- [Document segment]

CHICAGO — “Night’s End,” screenwriter and longtime Chicago playwright Brett Neveu’s tale of a dicey exorcism performed in a classic Chicago two-flat, makes its streaming premiere March 31 on Shudder, the horror, thriller and supernatural streaming service of AMC Networks.
The director is Jennifer Reeder, an increasingly prominent filmmaker (Bong Joon-Ho, the Oscar winner for “Parasite,” singled her out for praise) and professor in the Moving Image department at University of Illinois-Chicago. She’s a recent contributor to the Shudder-distributed horror anthology “V/H/S/94.”
Neveu also produced the film, alongside Neal Edelstein (”The Ring,” “Mulholland Drive”) and David E. Tolchinsky. Neveu and Tolchinsky teach at Northwestern University’s Department of Radio, Television and Film.
The small-cast, single-location chiller features Geno Walker (”South Side,” “Chicago Fire”) as an agoraphobe whose isolated life gets thrown for a loop when he learns his new apartment is haunted. He gets the idea to film an exorcism, with an eye toward making some much-needed cash off its viral online possibilities.
Others in the cast: Kate Arrington and Michael Shannon, both stalwarts of the Chicago theater scene. Shannon and Neveu have collaborated often over the years at A Red Orchid Theatre in Old Town. The cast also includes Felonious Munk, of “For Life” and “Block Party.”
“We were just so antsy to make something,” Reeder said last week of the Chicago project, filmed in 13 days under strict COVID regulations in July 2021. Reeder brought the script to Shudder. The streaming service green-lit an overall budget of just under $500,000. Filming took place in the Avondale neighborhood.

- [Tasks and exercises]
A – In the article about "Night's End," in which Chicago neighborhood did filming take place?
B – Please carry the article about "Night's End" forward from its last sentence.

- [Source material]
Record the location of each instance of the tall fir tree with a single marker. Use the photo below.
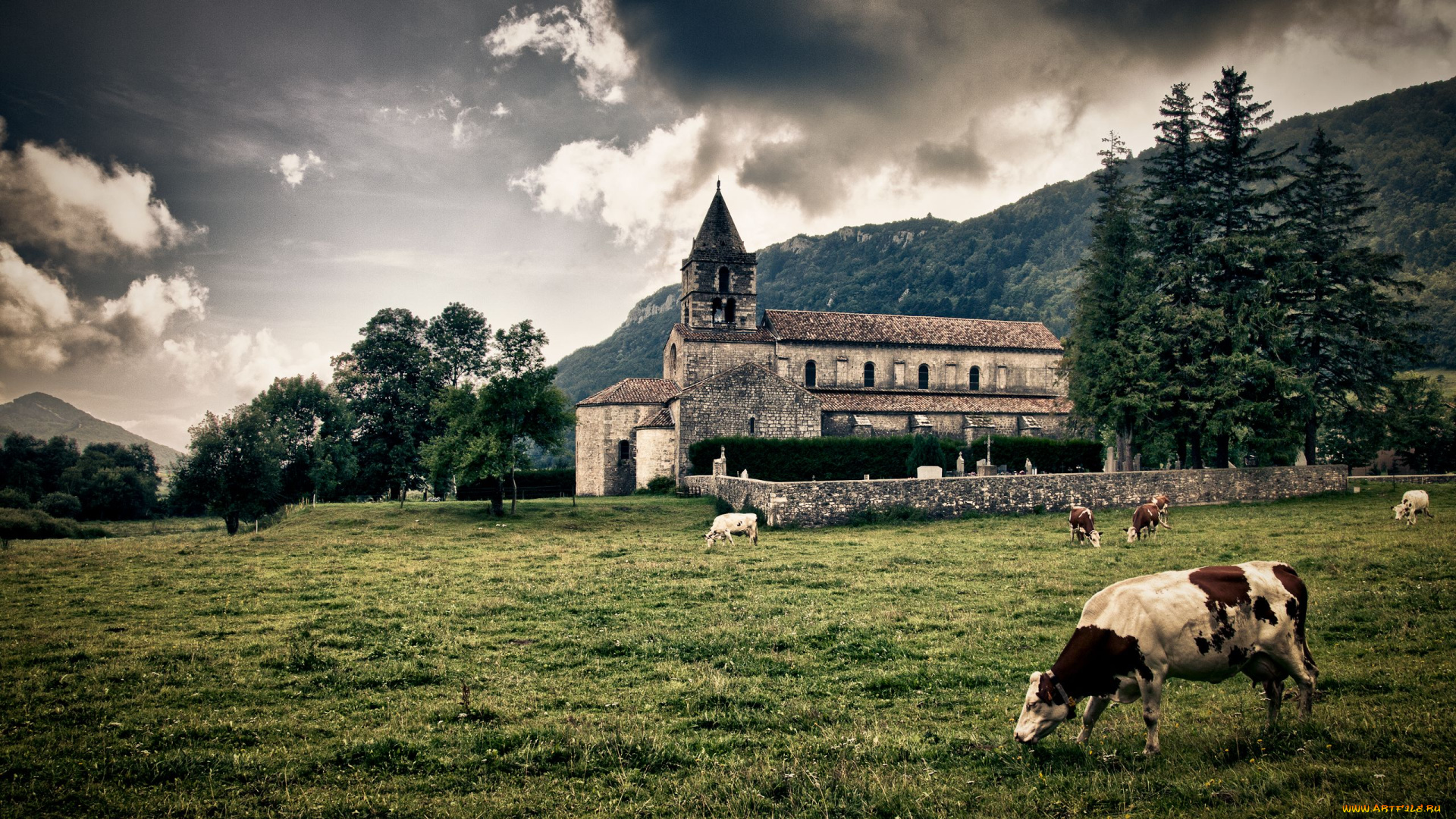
(1351, 328)
(1110, 354)
(1239, 257)
(1175, 219)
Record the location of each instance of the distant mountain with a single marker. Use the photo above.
(1017, 262)
(44, 416)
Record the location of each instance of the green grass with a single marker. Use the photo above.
(619, 667)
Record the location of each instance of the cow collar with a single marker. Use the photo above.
(1060, 691)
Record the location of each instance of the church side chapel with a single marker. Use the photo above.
(804, 373)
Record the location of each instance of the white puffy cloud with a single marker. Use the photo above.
(42, 327)
(248, 362)
(634, 190)
(293, 167)
(55, 199)
(587, 38)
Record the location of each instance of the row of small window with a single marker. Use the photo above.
(811, 375)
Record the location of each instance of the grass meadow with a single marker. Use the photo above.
(619, 667)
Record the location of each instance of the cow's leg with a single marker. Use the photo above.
(1152, 692)
(1094, 710)
(1274, 695)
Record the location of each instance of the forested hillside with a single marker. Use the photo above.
(1017, 262)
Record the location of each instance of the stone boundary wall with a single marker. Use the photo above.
(1405, 479)
(820, 503)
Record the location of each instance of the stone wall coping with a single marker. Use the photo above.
(952, 479)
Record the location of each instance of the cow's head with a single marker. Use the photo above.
(1046, 708)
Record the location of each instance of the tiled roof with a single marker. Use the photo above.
(718, 238)
(871, 328)
(661, 420)
(896, 401)
(731, 335)
(634, 391)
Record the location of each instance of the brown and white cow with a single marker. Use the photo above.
(1163, 503)
(1145, 522)
(1204, 624)
(1413, 503)
(1081, 523)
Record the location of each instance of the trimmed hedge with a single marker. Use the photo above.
(804, 460)
(1047, 455)
(36, 525)
(532, 483)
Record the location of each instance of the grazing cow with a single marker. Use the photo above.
(734, 523)
(1204, 624)
(1161, 500)
(1081, 525)
(1416, 502)
(1145, 522)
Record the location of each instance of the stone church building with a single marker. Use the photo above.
(799, 373)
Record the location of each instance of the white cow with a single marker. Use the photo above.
(1416, 502)
(1206, 624)
(734, 523)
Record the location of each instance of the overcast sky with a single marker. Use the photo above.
(197, 197)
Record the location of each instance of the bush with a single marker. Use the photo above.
(36, 525)
(927, 450)
(1047, 455)
(821, 458)
(61, 504)
(14, 499)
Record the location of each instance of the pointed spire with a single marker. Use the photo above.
(718, 234)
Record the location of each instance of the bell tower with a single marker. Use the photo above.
(720, 278)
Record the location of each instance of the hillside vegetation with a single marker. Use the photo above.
(44, 416)
(1017, 262)
(618, 667)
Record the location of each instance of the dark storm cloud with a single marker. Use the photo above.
(912, 85)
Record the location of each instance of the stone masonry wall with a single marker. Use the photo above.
(1025, 372)
(707, 359)
(723, 407)
(655, 453)
(601, 428)
(819, 503)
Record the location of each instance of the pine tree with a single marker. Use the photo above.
(1110, 350)
(1239, 257)
(1175, 219)
(1350, 327)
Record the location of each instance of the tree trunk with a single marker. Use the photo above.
(497, 500)
(1310, 436)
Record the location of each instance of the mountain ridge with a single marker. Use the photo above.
(1018, 261)
(44, 416)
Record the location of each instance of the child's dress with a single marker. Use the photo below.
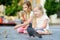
(23, 29)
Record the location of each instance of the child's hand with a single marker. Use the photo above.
(17, 26)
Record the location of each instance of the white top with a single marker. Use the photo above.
(31, 14)
(40, 22)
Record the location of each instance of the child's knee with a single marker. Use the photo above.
(20, 30)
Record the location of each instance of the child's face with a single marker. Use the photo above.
(37, 12)
(25, 7)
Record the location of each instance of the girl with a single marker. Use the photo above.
(41, 21)
(25, 15)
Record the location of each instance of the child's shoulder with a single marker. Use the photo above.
(45, 17)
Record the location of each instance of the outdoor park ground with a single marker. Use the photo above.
(13, 35)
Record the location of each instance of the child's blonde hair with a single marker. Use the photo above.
(34, 18)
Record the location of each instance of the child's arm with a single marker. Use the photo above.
(44, 24)
(24, 24)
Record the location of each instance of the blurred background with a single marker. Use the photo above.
(10, 8)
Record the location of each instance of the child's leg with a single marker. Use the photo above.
(44, 32)
(20, 30)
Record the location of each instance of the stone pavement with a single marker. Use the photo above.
(13, 35)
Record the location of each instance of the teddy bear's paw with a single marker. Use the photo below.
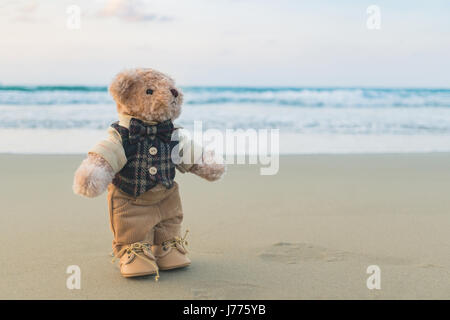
(210, 169)
(92, 177)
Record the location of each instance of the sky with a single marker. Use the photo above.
(227, 42)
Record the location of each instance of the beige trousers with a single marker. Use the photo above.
(154, 216)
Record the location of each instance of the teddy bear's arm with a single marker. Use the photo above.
(97, 171)
(93, 176)
(208, 168)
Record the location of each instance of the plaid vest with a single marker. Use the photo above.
(148, 150)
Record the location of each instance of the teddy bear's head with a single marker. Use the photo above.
(146, 94)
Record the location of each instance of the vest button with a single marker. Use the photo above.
(153, 151)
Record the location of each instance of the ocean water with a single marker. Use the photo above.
(62, 119)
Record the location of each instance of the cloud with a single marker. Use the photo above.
(29, 7)
(129, 11)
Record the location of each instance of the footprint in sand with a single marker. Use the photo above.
(292, 253)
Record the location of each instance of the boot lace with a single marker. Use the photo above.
(137, 249)
(172, 243)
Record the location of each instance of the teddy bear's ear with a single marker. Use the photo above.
(122, 86)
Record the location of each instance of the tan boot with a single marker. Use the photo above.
(171, 254)
(138, 260)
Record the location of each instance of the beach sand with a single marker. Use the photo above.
(309, 232)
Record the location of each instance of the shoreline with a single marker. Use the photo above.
(309, 232)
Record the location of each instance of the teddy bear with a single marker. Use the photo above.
(136, 164)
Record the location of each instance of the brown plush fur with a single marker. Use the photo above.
(129, 90)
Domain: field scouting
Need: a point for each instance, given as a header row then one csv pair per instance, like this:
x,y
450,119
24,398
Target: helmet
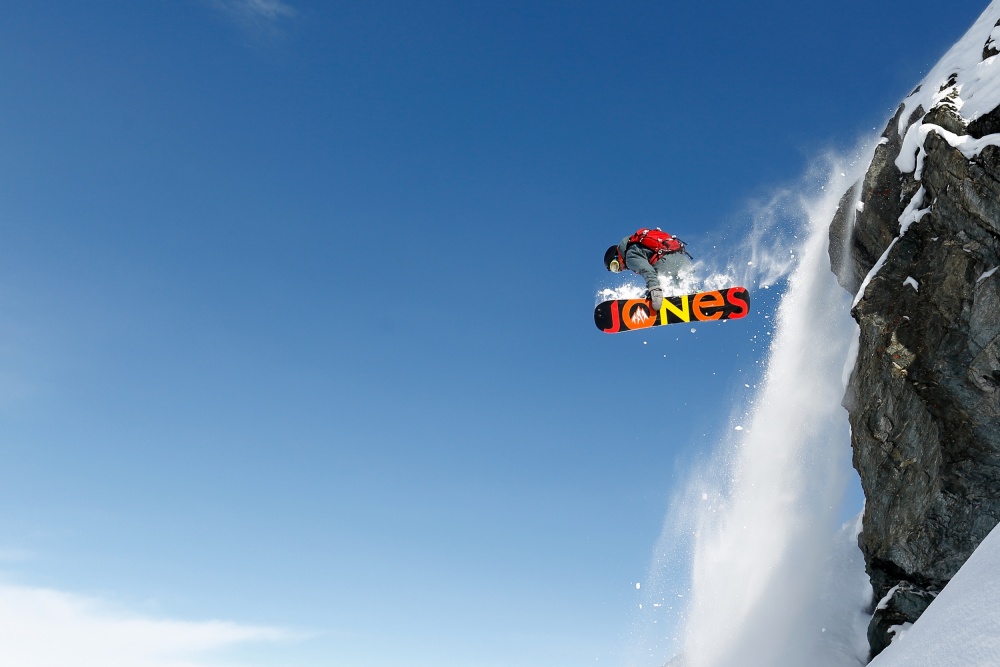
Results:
x,y
612,256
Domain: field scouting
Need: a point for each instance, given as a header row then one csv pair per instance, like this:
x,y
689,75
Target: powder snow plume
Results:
x,y
753,568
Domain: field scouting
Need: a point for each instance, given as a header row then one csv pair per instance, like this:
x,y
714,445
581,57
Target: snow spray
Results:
x,y
753,560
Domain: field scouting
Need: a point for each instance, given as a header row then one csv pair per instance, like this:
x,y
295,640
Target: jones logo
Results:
x,y
727,304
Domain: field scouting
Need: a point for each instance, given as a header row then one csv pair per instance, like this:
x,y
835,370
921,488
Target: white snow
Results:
x,y
871,274
772,582
911,155
961,628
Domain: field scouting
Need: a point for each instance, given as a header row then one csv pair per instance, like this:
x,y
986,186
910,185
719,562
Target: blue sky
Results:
x,y
295,300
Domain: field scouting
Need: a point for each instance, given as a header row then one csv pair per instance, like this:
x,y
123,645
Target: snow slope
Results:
x,y
961,628
772,581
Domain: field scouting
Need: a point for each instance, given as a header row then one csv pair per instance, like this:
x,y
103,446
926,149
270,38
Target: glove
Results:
x,y
656,296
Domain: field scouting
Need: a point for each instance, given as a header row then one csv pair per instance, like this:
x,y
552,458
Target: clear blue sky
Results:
x,y
295,299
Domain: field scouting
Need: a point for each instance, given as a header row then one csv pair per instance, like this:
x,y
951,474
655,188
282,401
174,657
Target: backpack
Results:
x,y
658,241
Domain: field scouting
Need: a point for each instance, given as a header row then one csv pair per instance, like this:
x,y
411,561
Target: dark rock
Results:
x,y
904,604
924,397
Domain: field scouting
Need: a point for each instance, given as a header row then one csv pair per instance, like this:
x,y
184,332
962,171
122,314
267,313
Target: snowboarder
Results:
x,y
652,253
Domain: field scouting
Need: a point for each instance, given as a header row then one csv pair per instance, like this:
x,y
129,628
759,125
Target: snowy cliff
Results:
x,y
917,241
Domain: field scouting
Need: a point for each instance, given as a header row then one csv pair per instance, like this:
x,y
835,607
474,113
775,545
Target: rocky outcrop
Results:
x,y
918,246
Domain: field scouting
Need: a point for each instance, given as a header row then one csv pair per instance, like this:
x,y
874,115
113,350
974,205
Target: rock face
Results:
x,y
919,237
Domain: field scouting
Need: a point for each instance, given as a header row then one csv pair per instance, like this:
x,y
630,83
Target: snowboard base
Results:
x,y
620,315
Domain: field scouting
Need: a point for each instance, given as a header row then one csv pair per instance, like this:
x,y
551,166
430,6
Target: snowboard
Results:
x,y
627,315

- [Outputs by task]
A – The Avondale neighborhood.

B –
“Night’s End” grew out of a short film idea. Back in 2020, “I pitched the story to my daughter; she was 13 at the time,” Neveu said Thursday. Neveu was thinking it’d be fun to do a little father/daughter horror experiment at home, just to while away a few hours in what was then the early stages of the pandemic.
She reconsidered, ultimately, but Neveu ended up writing a feature-length script and brought it to Reeder. The filmmaker’s earlier features, she said, were more “genre-adjacent” than full-on thrillers or horror films. Though “Night’s End” is filtered through Neveu’s eccentric dark humor (he notes that Shannon, in a supporting role, is “really funny”), it’s more straightforwardly creepy per the dictates of the horror genre. Plus, it’s quick: roughly 80 minutes.
“Jennifer has such a strong vision and an amazing eye,” Neveu says. “And it all happened so fast, in about a year and a half, from writing to shooting to streaming on Shudder March 31.”